◆ GOAL OF THE EXERCISE ◆
Every line of the material below should be output exactly as written, with the images skipped.
((
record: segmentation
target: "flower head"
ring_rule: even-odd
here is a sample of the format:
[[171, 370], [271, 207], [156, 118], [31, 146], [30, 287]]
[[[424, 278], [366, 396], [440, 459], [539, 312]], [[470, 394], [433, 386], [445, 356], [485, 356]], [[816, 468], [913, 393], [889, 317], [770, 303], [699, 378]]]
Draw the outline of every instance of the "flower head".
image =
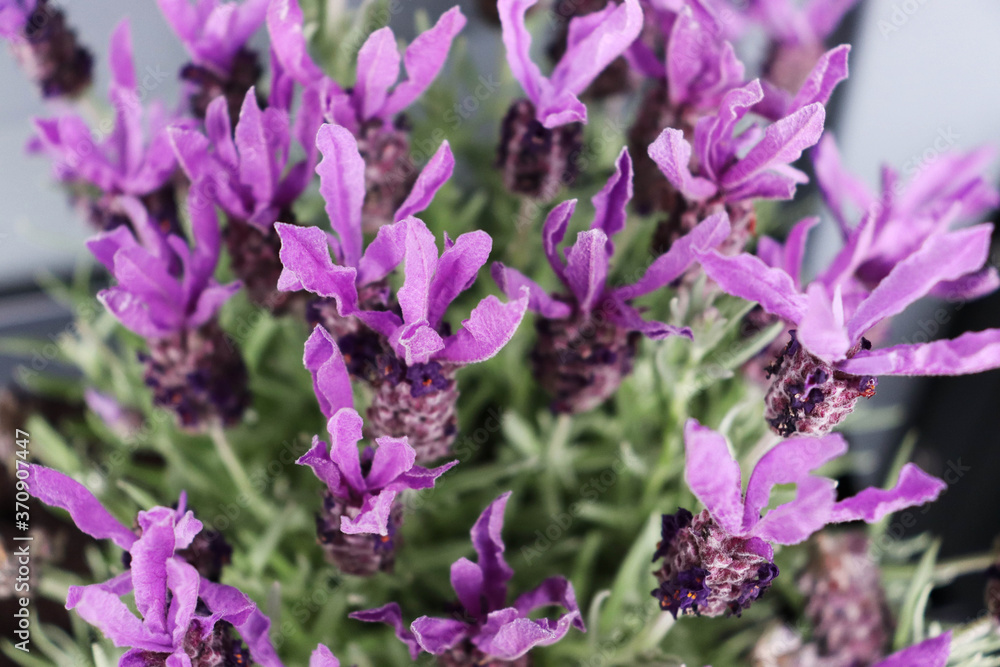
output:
))
◆ ANSWER TO THIS PROBLEM ◆
record: segmentation
target: "flower head"
ring_rule: even-odd
here is a sample of the format:
[[171, 370], [271, 207], [156, 118], [31, 146], [30, 287]]
[[[424, 278], [366, 396], [440, 459], [539, 312]], [[470, 394], [433, 386], [445, 356], [485, 356]], [[816, 468], [913, 393], [889, 317], [770, 303], [699, 378]]]
Draw the outline of every instance of the "flower head".
image =
output:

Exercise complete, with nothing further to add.